[Start of section]
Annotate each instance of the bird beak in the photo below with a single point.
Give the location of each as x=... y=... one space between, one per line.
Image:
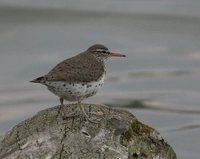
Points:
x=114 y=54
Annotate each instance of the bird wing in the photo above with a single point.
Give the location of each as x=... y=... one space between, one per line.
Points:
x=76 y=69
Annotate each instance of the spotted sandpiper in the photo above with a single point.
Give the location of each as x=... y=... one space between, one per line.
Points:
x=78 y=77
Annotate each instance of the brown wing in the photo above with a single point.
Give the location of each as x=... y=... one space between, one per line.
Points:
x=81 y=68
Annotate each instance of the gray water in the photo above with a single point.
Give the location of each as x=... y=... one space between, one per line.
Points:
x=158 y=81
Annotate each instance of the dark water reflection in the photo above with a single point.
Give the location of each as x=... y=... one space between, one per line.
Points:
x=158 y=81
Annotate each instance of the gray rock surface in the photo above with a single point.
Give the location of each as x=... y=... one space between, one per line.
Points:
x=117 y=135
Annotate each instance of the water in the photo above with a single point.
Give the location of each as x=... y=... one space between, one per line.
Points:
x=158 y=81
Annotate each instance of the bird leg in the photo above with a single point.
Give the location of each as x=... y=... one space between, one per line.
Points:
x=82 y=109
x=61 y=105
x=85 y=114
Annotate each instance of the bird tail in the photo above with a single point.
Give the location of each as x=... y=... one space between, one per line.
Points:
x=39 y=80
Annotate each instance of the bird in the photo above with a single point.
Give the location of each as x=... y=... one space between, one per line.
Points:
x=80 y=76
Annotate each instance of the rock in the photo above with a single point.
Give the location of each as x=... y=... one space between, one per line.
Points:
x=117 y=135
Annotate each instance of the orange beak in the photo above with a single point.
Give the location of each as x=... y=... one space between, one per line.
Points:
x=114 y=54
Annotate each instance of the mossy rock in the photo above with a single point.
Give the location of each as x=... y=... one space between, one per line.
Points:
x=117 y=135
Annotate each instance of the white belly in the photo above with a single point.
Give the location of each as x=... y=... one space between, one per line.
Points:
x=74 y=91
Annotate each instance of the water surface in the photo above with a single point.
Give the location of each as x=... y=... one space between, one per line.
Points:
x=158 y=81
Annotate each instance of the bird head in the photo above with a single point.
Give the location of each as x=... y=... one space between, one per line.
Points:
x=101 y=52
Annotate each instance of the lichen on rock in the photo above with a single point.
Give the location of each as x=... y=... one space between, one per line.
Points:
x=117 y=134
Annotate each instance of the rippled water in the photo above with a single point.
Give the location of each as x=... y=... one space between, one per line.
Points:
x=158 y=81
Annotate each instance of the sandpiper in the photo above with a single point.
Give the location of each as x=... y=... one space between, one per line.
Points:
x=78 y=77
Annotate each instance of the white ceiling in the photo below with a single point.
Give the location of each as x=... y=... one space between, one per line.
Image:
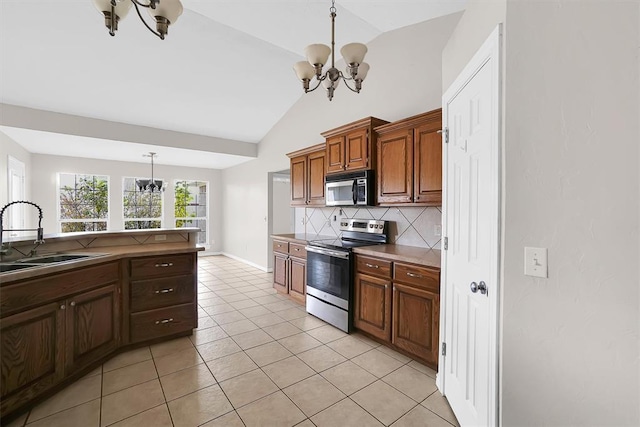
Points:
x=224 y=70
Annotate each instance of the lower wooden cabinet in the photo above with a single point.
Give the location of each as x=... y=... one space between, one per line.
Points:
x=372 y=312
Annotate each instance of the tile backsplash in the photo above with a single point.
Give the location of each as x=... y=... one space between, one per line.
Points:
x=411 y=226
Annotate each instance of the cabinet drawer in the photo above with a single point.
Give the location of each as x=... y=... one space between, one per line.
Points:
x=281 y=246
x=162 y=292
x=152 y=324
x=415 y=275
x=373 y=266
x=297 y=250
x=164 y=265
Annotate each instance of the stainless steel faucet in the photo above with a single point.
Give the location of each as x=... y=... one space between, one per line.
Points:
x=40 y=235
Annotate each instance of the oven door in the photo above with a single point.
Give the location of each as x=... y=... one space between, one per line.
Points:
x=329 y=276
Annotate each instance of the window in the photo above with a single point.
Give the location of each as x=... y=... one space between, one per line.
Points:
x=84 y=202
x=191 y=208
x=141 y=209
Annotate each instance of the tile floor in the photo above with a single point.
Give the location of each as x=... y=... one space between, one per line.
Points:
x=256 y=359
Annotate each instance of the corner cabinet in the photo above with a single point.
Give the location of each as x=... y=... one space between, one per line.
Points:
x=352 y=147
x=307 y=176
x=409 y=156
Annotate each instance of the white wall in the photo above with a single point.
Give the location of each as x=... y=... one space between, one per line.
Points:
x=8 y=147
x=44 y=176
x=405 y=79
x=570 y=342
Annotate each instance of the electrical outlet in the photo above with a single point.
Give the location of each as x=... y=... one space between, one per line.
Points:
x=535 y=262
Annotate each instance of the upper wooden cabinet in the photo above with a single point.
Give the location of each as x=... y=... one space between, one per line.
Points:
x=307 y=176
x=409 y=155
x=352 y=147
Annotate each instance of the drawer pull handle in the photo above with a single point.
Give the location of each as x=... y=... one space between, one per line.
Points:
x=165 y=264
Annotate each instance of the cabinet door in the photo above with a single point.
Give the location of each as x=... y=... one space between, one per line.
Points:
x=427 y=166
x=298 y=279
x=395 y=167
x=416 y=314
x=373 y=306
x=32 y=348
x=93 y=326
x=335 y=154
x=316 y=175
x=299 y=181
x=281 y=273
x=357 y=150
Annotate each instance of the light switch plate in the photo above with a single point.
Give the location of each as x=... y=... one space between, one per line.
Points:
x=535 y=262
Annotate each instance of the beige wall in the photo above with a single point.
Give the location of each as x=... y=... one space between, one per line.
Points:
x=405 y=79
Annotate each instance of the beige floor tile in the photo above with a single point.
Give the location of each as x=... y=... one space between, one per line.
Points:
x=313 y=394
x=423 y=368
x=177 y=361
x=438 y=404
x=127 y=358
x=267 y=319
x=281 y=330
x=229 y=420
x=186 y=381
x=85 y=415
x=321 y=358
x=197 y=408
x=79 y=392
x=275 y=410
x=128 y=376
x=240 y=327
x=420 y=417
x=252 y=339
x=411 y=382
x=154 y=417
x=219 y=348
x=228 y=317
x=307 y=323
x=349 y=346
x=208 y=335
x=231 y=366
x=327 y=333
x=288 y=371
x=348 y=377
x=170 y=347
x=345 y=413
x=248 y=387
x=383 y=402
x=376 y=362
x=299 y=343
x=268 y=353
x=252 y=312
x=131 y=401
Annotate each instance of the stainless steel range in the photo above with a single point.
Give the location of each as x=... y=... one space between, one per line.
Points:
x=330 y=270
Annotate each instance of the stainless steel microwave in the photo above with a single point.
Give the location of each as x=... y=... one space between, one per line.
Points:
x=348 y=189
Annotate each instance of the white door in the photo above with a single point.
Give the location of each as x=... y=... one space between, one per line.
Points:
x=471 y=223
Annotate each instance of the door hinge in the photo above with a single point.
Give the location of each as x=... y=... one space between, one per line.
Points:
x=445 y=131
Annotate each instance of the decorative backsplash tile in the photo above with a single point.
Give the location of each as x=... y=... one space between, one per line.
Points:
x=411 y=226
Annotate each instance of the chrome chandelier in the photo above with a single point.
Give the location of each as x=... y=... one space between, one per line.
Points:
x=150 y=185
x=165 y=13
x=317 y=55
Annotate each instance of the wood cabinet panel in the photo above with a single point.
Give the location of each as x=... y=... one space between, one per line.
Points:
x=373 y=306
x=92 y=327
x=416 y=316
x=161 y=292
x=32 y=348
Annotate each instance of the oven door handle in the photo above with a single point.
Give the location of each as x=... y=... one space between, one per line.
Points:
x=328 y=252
[End of section]
[Start of section]
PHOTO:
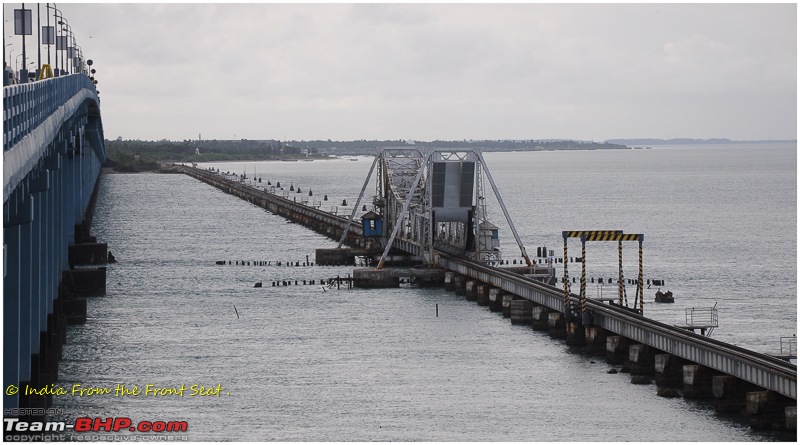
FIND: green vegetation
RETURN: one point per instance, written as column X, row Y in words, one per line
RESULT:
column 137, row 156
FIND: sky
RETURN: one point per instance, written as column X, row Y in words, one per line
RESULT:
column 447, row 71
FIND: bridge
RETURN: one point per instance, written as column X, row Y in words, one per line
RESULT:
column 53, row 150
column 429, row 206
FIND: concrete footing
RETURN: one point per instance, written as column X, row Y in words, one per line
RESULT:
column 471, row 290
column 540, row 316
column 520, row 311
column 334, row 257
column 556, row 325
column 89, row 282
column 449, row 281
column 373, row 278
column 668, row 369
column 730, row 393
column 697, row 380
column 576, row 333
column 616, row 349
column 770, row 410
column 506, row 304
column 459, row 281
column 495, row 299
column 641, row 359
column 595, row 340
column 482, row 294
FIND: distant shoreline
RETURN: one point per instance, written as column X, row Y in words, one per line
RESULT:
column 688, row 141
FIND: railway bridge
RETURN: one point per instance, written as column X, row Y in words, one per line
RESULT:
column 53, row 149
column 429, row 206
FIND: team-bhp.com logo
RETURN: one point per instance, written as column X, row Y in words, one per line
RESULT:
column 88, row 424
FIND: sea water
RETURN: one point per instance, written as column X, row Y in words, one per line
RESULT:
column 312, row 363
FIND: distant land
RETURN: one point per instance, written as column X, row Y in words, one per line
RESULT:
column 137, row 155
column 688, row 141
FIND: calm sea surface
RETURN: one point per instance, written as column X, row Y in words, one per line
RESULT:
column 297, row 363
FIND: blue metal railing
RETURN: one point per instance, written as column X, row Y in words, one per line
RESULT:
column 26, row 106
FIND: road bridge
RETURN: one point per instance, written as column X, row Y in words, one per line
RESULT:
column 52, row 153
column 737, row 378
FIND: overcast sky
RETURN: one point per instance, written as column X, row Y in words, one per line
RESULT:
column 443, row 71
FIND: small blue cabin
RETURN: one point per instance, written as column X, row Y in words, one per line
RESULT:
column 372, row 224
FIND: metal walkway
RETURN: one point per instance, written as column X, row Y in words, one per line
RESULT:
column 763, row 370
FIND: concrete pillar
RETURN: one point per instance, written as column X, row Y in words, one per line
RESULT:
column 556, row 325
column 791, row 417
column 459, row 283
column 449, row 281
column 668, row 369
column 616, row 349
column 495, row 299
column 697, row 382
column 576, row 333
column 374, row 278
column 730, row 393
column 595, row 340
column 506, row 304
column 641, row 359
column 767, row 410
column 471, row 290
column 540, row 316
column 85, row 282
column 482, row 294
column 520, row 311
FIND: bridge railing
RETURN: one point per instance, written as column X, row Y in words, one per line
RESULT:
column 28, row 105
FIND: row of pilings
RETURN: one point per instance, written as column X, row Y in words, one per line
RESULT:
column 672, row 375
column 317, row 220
[End of section]
[Start of section]
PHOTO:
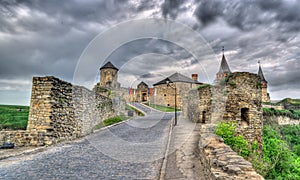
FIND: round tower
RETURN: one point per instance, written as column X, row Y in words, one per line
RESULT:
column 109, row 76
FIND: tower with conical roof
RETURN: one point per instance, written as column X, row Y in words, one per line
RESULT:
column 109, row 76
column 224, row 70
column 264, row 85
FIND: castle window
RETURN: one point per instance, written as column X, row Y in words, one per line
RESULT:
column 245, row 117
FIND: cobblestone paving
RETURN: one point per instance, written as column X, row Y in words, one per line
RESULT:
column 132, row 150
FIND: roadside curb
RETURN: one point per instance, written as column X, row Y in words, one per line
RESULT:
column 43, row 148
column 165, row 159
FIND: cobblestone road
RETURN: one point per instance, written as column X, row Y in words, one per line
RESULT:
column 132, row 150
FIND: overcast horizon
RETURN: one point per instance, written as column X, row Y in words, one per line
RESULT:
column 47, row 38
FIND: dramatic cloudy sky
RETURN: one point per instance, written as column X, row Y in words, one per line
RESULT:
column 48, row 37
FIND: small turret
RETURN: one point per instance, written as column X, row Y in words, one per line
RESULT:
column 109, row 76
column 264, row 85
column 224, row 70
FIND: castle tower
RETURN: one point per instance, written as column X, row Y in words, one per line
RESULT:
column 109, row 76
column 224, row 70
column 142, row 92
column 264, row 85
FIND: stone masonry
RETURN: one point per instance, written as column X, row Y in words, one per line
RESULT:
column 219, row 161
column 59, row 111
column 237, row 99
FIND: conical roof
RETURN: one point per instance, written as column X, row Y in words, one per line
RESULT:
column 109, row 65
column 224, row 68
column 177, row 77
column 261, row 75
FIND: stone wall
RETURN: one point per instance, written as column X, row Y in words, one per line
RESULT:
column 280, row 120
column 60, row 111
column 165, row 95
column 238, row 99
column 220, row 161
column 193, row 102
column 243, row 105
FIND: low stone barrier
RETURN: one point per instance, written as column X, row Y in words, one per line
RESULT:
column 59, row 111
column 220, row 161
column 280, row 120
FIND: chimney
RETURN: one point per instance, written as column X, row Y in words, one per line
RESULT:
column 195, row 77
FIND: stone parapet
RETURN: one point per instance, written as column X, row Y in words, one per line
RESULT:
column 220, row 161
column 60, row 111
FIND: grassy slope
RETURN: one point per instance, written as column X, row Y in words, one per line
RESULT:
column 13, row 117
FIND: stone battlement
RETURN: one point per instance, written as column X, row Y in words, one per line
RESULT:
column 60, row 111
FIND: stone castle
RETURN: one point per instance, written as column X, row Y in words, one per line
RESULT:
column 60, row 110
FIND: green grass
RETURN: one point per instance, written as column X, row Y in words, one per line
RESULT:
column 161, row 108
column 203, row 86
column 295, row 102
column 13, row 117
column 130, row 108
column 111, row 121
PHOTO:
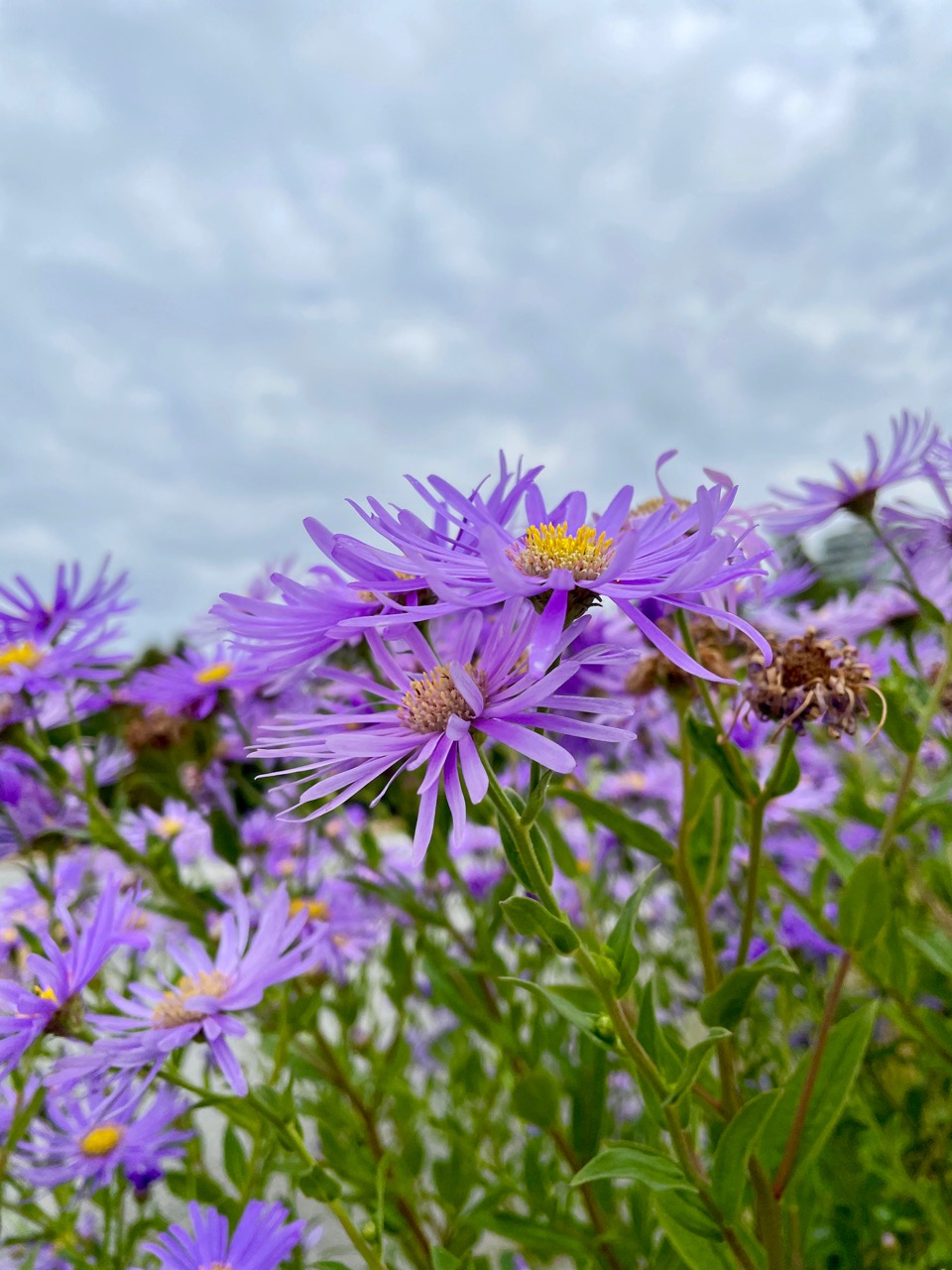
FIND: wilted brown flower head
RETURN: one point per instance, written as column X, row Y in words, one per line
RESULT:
[End of section]
Within these entries, output exactly the lines starting at the one with "Annotate each instance of the bird beak" and finishing at the one with "Annotate each instance of the gray rock". Leave pictures out of the output.

Solution:
Annotate each instance of the bird beak in the photo below with a single point.
Give the location of each as x=... y=... one space between, one per line.
Image:
Points:
x=114 y=54
Annotate each instance of the bird wing in the photo above with a single point.
Give the location of each as x=... y=... one space between, one per line.
Points:
x=76 y=69
Annotate each instance of the spotted sandpiper in the photo above with a single point.
Give the location of each as x=... y=... one space between, one per line.
Points:
x=78 y=77
Annotate each instance of the brown wing in the photo above with a single point.
Give the location of each as x=... y=... one space between, one per line.
Points:
x=81 y=68
Annotate each instance of the gray water in the photo above with a single point.
Give the location of each as x=... y=... one space between, one per line.
Points:
x=158 y=81
Annotate each instance of the dark water reflection in the photo above with a single point.
Give the location of each as x=... y=... one space between, one per line.
Points:
x=158 y=81
Annotate each instance of the gray rock surface in the photo above with a single point.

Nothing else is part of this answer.